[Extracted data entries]

+++

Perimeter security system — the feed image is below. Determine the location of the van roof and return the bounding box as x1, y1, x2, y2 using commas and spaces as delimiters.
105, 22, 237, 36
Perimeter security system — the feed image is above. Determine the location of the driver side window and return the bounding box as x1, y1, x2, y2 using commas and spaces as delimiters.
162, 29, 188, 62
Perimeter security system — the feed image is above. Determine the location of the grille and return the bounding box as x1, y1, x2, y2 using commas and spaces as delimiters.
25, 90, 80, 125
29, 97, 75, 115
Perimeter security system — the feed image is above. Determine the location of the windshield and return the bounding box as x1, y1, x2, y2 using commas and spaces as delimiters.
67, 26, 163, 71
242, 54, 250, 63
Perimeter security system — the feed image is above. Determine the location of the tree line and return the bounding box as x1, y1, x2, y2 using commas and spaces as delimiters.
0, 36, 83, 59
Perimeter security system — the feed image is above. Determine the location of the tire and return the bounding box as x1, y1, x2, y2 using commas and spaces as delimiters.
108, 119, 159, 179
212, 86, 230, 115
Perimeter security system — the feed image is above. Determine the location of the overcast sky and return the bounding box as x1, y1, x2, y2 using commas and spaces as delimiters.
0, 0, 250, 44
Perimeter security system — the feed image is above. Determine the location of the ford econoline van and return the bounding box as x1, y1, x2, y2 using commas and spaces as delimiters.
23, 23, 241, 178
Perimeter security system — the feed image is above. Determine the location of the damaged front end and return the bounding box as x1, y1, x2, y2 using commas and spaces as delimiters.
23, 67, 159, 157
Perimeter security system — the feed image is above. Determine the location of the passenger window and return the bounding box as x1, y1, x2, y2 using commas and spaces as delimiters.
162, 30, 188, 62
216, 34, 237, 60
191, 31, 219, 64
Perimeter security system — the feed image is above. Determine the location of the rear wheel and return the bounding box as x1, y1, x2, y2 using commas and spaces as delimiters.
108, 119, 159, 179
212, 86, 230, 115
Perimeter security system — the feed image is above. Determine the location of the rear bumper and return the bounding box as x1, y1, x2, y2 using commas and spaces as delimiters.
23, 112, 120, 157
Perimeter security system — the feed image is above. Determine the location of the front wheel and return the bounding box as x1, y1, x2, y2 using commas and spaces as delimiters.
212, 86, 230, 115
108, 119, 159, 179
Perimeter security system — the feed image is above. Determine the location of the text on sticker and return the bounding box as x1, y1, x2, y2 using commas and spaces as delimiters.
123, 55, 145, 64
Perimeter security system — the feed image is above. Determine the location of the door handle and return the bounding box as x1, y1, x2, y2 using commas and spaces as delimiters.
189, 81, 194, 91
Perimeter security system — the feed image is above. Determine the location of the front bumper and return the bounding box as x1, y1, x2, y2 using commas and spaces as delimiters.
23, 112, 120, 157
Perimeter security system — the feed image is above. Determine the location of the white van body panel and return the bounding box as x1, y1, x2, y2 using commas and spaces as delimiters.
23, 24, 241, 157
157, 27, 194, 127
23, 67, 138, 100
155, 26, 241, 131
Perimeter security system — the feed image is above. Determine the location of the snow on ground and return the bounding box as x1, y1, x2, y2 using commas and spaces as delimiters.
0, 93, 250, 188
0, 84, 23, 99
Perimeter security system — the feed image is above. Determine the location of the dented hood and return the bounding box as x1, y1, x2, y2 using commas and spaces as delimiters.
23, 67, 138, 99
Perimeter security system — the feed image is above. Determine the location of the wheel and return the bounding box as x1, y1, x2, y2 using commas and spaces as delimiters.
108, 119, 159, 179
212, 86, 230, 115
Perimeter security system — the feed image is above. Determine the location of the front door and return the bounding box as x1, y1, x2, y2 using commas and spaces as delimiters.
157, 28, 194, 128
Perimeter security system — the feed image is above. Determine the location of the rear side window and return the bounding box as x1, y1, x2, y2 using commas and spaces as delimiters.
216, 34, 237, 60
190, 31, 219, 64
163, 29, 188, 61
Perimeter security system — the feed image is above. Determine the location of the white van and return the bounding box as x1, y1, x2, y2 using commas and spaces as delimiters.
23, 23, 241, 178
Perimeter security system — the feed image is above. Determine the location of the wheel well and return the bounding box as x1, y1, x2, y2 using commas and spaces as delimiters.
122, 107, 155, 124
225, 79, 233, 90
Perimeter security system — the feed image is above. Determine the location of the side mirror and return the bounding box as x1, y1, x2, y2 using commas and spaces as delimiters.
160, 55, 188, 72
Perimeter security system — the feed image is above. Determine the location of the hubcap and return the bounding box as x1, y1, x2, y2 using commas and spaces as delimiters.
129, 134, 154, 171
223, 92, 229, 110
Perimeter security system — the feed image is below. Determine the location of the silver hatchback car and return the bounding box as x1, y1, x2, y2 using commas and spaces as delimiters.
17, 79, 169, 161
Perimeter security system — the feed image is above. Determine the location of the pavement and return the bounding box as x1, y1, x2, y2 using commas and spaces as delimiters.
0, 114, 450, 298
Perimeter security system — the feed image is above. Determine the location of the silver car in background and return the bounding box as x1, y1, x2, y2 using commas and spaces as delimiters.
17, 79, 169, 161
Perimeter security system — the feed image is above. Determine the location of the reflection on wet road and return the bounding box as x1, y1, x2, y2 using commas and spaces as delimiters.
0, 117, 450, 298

+++

Copy out every line of the material above without changing anything.

Perimeter security system — the feed image is below. Determine the location of the van roof and return the bounding box as x1, y1, x2, y2 using commas and spaces as delimiters.
105, 22, 237, 36
Perimeter security system — the feed image is above. Determine the location of the driver side window and return the bounding box as x1, y1, x2, y2 using commas and spaces as delimiters.
162, 29, 188, 62
Perimeter security system — the feed image is above. Determine the location of the grille and return the bounding box as x1, y1, x2, y2 using commas and spaces as delimiters.
25, 90, 80, 125
29, 97, 75, 115
Perimeter security system — the feed image is above. Determine the location of the windshield and return the bounding box as x1, y1, x2, y2 using commas and spaces as delimiters.
67, 26, 163, 71
242, 54, 250, 63
Perimeter security system — the feed image is above. Determine the location of the tree line and return the bounding box as x1, y1, x2, y2 using commas and spaces as delimiters.
0, 36, 83, 59
Perimeter security system — the feed image is above. Determine the location of the tire and return the bounding box as x1, y1, x2, y2 using commas and spaces as delimiters.
108, 119, 159, 179
212, 86, 230, 115
Perimeter security system — the feed image is above. Determine the location of the overcast sky and return the bounding box as x1, y1, x2, y2 using commas and spaces as delimiters.
0, 0, 250, 44
Perimeter security system — the feed image is above. Determine the location of the ford econoline van and return the bounding box as x1, y1, x2, y2 using commas and spaces as delimiters.
23, 23, 241, 178
Perimeter security system — the feed image is above. Determine the location of the damaged front end and return the bounding box as x1, y1, x2, y2 using commas and spaces as delimiters.
23, 67, 159, 157
Perimeter security system — the feed image is above. Determine the location of the passenger window and return the bounding box as x1, y1, x2, y2 using commas and spaces as delimiters.
162, 30, 188, 62
216, 34, 237, 60
191, 31, 219, 64
Perimeter security system — the feed image is above. Determine the location of the rear wheel and return the bounding box as x1, y1, x2, y2 using commas and spaces as delimiters.
108, 119, 159, 179
212, 86, 230, 115
Perimeter security system — the feed image is above. Determine the location of the rear bumper and return the bounding box as x1, y1, x2, y2 using commas and spaces as delimiters.
23, 112, 120, 157
Perimeter security system — the feed image is above. Determine the location of the front wheel and return the bounding box as x1, y1, x2, y2 using commas and spaces as delimiters.
212, 86, 230, 115
108, 119, 159, 179
Perimeter security system — the feed image is above. Determine the location of the text on sticker and return the bounding box as x1, y1, x2, y2 using commas and spaces as delimiters.
123, 55, 145, 64
Perimeter security system — the feed image is above. Determine the location of the door handle and return the bounding box as x1, y1, x2, y2 using commas and spaces as delimiters.
189, 81, 194, 91
Perimeter security system — the feed image is above. Determine the location of the front bumper and return the bounding box as x1, y1, x2, y2 using commas and spaces as delimiters.
23, 112, 120, 157
Perimeter security system — the feed image is above. Determine the location of the white van body panel and return the bounding box as x1, y1, x2, y2 using commas and spaces as delimiters.
23, 24, 241, 157
157, 27, 194, 127
23, 67, 138, 100
155, 26, 241, 131
Perimeter security system — the feed image is above. Determine the location of the snow on ground and return the bounding box as x1, y1, x2, y2 using commas and spaces as delimiters.
0, 93, 250, 188
0, 84, 23, 99
Perimeter security system — the feed image is above. Determine the location of the dented hood and return the bounding box as x1, y1, x2, y2 using commas and spaces as delimiters.
23, 67, 138, 99
Perimeter security system — the feed image is above. Determine the location of the wheel and return the bounding box as x1, y1, x2, y2 using commas and spaces as delimiters.
108, 119, 159, 179
212, 86, 230, 115
Perimeter security system — the feed image is above. Determine the location of the front door and return the bounding box as x1, y1, x2, y2 using commas and spaces as delimiters.
157, 28, 194, 128
Perimeter security system — the feed image is above. Determine the location of the rear side window and return the bounding box as x1, y1, x2, y2 using commas and spaces as delimiters.
216, 34, 237, 60
190, 31, 219, 64
163, 29, 188, 61
Perimeter security system — the feed image is above. Determine the location of the white van and return the bounding box as x1, y1, x2, y2 using commas and spaces as delimiters.
23, 23, 241, 178
Perimeter security system — the feed image is above. Determine the location of the wheel well and return the bounding box as x1, y1, x2, y2 using commas and spaces as delimiters.
122, 107, 155, 124
225, 79, 233, 90
Perimeter security system — the feed image is above. Determine the location of the side mirror and return the bounding box as x1, y1, x2, y2 using commas and spaces as delimiters.
160, 55, 188, 72
Perimeter security system — the feed image is above. Determine the location of the hubcap and return the bounding box as x1, y1, x2, y2 using commas and spaces as delimiters.
129, 134, 154, 171
223, 92, 229, 110
Perimeter security system — the feed image is below. Determine the location of the silver hatchback car and return the bounding box as x1, y1, x2, y2 using commas and spaces as delimiters.
17, 79, 169, 161
Perimeter security system — the feed image is above. Determine the location of the pavement and return the bounding box as x1, y1, x2, y2 using commas and spaces as delimiters.
0, 114, 450, 298
Perimeter security system — the feed image is above. Determine the location of the silver car in background and return the bounding box as x1, y1, x2, y2 using commas and spaces as delimiters.
17, 79, 169, 161
Perimeter security system — the feed image is above. Determine the location of the reflection on wet road and return the bounding box as x1, y1, x2, y2 using commas and spaces as delimiters.
0, 117, 450, 298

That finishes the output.